#### PROBLEM DETAILS:
Please tally the lines of the material below that contain the string "neck", and give only the number.

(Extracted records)
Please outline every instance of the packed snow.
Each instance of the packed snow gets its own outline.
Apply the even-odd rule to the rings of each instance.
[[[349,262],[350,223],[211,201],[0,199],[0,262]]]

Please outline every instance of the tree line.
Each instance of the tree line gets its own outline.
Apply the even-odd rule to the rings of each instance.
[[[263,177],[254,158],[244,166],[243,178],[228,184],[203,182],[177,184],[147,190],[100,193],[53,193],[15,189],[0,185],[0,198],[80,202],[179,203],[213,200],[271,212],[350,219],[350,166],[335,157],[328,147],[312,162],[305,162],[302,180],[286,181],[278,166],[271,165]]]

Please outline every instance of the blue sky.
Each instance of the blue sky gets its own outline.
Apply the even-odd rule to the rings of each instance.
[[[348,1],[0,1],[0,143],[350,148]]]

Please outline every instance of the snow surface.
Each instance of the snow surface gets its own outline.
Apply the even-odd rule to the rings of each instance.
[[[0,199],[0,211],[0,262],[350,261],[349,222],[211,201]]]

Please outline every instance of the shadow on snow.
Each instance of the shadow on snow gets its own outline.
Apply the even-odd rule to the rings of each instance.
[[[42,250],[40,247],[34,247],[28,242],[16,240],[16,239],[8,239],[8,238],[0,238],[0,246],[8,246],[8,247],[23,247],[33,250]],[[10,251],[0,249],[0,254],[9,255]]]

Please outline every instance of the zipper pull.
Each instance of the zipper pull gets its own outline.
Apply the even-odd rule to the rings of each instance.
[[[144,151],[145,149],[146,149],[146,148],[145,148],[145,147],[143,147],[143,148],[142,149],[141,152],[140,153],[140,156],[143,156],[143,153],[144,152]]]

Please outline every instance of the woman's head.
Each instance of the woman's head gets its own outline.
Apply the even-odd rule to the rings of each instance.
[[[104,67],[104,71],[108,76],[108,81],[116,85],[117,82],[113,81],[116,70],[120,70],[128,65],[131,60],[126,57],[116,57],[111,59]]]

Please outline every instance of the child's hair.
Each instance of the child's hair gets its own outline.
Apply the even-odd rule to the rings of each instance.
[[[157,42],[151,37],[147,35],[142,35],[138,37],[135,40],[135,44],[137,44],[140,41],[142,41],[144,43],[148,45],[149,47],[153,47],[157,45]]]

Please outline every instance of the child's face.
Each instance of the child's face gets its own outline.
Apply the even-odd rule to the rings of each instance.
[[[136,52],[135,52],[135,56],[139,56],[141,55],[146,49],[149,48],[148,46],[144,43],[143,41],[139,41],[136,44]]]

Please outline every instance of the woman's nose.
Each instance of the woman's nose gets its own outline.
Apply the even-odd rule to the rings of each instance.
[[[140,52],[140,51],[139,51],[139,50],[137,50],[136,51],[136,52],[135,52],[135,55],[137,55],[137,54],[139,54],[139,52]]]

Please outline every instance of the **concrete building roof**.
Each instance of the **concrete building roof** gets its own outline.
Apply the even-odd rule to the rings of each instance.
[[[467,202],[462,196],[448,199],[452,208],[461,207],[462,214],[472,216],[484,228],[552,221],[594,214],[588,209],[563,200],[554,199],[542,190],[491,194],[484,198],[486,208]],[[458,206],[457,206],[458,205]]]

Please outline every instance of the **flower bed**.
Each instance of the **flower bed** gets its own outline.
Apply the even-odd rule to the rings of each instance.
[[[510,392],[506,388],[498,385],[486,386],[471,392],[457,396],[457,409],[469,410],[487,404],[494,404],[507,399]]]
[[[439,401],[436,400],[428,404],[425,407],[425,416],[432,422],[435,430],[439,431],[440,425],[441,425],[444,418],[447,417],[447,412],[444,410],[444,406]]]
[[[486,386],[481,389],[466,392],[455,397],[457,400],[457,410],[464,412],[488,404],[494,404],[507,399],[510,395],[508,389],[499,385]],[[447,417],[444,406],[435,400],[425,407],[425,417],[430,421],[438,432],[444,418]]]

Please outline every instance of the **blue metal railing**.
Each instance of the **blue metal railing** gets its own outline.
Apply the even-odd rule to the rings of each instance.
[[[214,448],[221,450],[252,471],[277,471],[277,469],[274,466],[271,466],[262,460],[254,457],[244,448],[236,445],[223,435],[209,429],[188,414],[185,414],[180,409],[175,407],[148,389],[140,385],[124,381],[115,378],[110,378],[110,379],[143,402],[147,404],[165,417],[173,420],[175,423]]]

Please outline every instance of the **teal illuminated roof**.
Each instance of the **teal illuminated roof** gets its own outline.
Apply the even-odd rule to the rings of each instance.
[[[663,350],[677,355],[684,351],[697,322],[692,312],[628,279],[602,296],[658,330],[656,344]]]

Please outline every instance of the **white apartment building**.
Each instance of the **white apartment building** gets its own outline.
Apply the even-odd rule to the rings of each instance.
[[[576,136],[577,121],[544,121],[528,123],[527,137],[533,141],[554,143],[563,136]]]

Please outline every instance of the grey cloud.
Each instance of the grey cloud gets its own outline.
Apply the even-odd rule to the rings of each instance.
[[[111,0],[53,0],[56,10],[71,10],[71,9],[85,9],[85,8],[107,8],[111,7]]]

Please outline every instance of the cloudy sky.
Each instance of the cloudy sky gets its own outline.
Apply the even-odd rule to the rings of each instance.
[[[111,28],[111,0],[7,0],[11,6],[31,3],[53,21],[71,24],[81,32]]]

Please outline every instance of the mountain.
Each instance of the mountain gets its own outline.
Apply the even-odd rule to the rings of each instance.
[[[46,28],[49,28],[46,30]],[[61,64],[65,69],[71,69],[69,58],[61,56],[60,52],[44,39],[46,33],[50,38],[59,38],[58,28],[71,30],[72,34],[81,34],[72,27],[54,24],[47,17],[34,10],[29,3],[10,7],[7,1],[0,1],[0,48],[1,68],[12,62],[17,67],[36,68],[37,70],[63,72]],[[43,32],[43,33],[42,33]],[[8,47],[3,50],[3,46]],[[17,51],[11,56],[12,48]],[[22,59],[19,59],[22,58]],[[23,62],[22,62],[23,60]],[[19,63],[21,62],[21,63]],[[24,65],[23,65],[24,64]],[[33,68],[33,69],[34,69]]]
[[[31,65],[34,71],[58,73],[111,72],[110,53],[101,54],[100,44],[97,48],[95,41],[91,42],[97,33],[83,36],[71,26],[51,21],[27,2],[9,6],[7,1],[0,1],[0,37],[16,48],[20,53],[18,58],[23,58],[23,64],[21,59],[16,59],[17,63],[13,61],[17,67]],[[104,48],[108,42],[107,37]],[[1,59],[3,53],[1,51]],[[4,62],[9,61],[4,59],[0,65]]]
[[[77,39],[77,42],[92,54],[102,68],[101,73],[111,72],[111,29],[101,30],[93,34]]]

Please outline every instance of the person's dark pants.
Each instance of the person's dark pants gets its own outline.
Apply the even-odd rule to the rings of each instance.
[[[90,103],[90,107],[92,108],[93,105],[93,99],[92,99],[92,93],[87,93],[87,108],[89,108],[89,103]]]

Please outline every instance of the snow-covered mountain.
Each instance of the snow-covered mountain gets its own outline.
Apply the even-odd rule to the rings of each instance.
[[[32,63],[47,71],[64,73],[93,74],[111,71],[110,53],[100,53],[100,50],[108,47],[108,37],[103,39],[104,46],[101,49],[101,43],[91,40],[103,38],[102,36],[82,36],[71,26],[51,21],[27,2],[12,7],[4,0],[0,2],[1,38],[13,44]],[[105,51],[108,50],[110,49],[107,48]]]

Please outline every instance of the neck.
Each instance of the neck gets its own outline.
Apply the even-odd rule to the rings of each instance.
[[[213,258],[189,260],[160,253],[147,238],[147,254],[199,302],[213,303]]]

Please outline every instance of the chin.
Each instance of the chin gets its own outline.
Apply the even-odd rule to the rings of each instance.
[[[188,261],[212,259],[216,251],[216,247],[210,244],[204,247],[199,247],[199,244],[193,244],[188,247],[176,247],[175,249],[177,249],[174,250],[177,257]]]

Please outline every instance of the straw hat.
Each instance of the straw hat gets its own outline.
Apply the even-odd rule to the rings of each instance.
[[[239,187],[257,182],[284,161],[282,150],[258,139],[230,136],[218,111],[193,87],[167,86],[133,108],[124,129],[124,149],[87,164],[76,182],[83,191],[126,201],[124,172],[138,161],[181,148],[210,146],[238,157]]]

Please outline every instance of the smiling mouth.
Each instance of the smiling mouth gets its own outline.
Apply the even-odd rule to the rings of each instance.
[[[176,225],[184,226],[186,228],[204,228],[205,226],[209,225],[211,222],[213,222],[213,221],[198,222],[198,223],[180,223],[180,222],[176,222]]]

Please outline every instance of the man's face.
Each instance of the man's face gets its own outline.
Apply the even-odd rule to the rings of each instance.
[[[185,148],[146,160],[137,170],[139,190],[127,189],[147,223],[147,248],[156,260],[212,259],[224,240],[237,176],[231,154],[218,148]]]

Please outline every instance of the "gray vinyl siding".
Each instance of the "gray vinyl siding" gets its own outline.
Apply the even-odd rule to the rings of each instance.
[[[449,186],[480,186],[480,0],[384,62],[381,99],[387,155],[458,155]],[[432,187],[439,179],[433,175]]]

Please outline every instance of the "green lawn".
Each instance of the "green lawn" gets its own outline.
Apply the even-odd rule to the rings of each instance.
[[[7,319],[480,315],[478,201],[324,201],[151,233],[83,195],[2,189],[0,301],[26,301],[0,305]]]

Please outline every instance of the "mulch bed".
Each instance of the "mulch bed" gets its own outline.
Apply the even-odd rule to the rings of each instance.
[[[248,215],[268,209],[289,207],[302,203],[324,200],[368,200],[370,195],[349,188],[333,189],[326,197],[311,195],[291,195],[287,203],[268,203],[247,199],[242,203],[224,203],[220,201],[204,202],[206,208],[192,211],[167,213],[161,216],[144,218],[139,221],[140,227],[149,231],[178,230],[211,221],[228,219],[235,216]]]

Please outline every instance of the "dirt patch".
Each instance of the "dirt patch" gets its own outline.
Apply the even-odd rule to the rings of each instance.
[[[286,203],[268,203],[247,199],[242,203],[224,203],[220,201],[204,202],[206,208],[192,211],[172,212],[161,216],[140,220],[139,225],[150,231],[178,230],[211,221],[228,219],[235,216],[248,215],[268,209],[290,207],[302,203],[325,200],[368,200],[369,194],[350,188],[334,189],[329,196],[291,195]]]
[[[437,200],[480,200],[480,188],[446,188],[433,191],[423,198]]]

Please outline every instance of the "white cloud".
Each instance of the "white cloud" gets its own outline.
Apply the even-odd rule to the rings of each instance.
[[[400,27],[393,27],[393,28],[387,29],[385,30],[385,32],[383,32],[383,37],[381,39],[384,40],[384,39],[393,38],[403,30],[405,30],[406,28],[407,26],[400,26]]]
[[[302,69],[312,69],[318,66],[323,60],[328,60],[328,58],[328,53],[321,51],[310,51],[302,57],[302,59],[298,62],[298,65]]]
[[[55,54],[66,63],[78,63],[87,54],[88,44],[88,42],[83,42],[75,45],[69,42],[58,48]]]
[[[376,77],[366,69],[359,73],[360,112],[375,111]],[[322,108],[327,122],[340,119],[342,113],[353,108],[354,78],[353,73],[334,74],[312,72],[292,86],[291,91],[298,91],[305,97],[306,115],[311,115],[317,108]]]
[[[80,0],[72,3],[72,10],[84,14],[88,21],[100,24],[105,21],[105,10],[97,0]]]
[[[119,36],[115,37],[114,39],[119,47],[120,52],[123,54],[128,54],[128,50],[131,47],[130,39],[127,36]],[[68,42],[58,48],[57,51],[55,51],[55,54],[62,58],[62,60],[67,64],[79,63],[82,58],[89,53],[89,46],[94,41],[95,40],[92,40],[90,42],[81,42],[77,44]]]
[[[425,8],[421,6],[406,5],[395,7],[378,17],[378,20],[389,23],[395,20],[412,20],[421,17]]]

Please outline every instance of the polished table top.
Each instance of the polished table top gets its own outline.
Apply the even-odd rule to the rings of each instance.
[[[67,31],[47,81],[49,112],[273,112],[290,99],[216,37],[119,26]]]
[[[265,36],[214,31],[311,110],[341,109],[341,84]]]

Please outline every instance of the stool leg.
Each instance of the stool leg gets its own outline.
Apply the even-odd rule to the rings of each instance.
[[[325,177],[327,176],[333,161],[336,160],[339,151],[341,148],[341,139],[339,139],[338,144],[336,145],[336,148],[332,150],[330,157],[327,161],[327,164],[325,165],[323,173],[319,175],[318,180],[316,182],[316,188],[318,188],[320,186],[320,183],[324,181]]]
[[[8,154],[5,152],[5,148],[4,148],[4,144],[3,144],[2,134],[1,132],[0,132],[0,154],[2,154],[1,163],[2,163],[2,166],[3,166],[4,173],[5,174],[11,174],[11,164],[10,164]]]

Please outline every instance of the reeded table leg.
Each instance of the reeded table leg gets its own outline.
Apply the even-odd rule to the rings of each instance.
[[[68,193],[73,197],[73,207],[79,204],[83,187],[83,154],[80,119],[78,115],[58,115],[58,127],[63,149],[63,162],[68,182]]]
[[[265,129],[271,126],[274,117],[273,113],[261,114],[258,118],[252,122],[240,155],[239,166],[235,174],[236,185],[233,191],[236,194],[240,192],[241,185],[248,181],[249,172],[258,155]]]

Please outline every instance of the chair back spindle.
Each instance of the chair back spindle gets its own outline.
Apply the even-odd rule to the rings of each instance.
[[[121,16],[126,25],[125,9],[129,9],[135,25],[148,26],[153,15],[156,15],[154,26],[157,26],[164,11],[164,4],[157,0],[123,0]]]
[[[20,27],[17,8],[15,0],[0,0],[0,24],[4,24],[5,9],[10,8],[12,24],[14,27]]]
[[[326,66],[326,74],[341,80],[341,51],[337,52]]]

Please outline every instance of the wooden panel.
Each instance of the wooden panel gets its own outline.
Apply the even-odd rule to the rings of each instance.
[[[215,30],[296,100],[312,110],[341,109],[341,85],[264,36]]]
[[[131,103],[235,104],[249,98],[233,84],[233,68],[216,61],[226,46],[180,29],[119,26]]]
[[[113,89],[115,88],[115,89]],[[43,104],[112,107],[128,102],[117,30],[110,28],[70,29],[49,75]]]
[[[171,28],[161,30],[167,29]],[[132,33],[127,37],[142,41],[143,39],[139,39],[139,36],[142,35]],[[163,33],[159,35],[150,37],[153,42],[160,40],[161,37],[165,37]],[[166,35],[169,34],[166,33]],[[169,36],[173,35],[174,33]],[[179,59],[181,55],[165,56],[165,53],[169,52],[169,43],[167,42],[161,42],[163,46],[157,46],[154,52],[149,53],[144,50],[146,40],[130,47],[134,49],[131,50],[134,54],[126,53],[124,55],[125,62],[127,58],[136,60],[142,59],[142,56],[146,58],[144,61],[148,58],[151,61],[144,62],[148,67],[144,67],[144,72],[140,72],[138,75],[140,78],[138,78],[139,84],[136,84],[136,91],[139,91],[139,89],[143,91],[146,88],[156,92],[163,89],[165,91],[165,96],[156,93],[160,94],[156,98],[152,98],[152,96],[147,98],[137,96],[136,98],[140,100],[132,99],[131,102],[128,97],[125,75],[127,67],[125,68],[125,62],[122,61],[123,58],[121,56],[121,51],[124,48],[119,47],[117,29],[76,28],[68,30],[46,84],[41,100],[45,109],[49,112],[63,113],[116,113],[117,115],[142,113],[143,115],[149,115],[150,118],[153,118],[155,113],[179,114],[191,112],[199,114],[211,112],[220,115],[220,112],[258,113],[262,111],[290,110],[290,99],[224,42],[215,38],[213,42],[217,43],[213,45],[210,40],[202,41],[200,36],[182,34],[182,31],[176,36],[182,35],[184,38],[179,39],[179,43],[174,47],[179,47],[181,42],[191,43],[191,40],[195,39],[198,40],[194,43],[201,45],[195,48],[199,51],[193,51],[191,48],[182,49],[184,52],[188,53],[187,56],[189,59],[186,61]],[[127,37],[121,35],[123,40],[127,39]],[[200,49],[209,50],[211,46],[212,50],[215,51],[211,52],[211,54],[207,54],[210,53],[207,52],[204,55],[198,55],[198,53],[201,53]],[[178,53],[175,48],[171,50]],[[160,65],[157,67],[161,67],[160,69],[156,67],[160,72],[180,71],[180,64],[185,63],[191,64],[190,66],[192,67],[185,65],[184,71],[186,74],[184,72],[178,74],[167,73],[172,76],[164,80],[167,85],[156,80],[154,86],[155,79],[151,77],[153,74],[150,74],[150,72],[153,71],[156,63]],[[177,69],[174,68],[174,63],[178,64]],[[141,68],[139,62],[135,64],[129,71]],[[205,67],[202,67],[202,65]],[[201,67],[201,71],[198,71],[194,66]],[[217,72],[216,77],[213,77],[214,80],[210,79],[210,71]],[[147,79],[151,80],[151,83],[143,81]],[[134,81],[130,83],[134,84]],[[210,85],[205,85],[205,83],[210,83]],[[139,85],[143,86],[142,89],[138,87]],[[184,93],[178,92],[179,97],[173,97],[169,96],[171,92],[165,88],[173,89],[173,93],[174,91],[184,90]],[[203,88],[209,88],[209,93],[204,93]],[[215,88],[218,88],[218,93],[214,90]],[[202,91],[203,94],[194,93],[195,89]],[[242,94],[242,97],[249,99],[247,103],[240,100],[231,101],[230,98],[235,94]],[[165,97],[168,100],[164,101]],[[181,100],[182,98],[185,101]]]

#### RESULT OF THE EXERCISE:
2